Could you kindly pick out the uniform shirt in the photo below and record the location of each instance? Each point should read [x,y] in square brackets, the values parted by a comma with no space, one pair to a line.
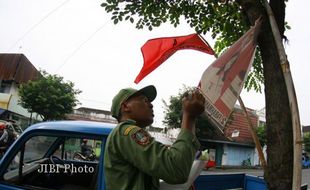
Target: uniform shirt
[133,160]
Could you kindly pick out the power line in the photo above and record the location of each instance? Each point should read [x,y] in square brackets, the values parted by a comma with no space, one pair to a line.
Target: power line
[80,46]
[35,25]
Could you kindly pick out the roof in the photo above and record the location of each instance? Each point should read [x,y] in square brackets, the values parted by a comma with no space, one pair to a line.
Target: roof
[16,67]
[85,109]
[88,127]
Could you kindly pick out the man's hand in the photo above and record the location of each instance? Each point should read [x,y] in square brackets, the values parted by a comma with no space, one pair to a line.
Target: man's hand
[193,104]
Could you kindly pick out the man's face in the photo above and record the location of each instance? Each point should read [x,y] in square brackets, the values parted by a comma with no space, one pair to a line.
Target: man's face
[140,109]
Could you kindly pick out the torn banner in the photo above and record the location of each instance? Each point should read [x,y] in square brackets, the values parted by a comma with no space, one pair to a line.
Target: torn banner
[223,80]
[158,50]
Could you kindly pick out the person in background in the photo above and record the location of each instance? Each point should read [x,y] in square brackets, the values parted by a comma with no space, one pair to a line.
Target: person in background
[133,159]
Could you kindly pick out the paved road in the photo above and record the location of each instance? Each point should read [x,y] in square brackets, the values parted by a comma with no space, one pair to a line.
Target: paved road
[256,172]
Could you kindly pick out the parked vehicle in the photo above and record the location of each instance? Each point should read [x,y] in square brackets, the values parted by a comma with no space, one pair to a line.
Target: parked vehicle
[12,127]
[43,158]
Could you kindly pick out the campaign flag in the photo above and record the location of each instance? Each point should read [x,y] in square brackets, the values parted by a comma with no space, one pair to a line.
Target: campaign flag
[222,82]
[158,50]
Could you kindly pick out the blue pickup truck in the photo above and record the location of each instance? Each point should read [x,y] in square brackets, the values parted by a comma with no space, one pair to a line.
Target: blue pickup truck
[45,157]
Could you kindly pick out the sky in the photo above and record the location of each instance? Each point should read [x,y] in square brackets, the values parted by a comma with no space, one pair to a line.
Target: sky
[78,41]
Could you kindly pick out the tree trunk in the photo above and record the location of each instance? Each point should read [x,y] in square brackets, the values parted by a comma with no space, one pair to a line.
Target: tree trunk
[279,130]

## What needs to be done
Return the full listing exactly as written, without any of its images.

## Exercise result
Could you kindly pick out the uniform shirt in the photo below and record the location of each instance? Each point should read [x,y] in square brackets, the values parted by a comma with no space, one pair to a line.
Target: uniform shirt
[133,160]
Could you kindly pick out the power line in the photo above and record the location of each instance? Each point should read [x,y] in square brackets, the values parted by a comma with no space, one pair to a line.
Target: power line
[80,46]
[35,25]
Could you kindly pick out the roof in the photo above and record the location of each instance? Each point should read [x,y] in square brackets, the values parted by a comma with no space, one pair to a line.
Target: roof
[16,67]
[85,109]
[88,127]
Could you kindly pick out the man's hand in the photo above and record the location of each instance? Each point should read [x,y] in square brackets, the values parted by a comma with no space, one pair to a line.
Target: man's hand
[193,104]
Could you kindly pick out the man's face in the photo above and record the location of each instance? Each point should read [x,y] in square brackets, the values parted by a comma with no space, one pair to a line.
Target: man's face
[140,109]
Could you kindly pick out the torn banner in the photo above and record the location of each instance? Each point should read [x,y] in square brackets, the values parted by a comma with no space, one pair to a line.
Target: torn banner
[223,80]
[158,50]
Could you kindly pick out the person in background in the photo above and record the location of each instance? Each point should read [x,y] in square brackets, the values parted by a comma with no space, one pair to a line.
Target: person in background
[133,159]
Could you kindly pick out the paved road in the photo above and record the location of each instance? Each point should read [x,y] in square brackets, the values parted by a comma with no space, one pair to a line.
Target: paved road
[256,172]
Could you kindly pick out the parked vehicle in the photo above and record the location of each instance? Each point should read [x,y] in square brackets, the values parted by a comma with no space, one pair to a line.
Target: parked vehicle
[12,127]
[43,158]
Could you kindly pick out the campaign flag in the photo above and record the location of each instance? Each point should read [x,y] in square brackets, the values parted by a comma with no space, one pair to a line.
Target: campaign flag
[222,82]
[158,50]
Could you kindly pick out the blue pickup truck in the photo above and record the location of each instance? Each point should read [x,y] in square brackets, the values parted by a comma with no space, one pair to a line.
Target: blue pickup truck
[45,157]
Could you kindly pick out the sky in the photo above and record the location of each instance? Each point should read [x,y] in square brackets, the values parted by a comma with no space, one pair to a line.
Target: sky
[78,41]
Could you kindly pick out the tree trunk in the photo above and record the location of each instance? Each point should read [x,y] in square brackets, the values parted by a comma with no space, one pair to a line.
Target: tree trunk
[279,130]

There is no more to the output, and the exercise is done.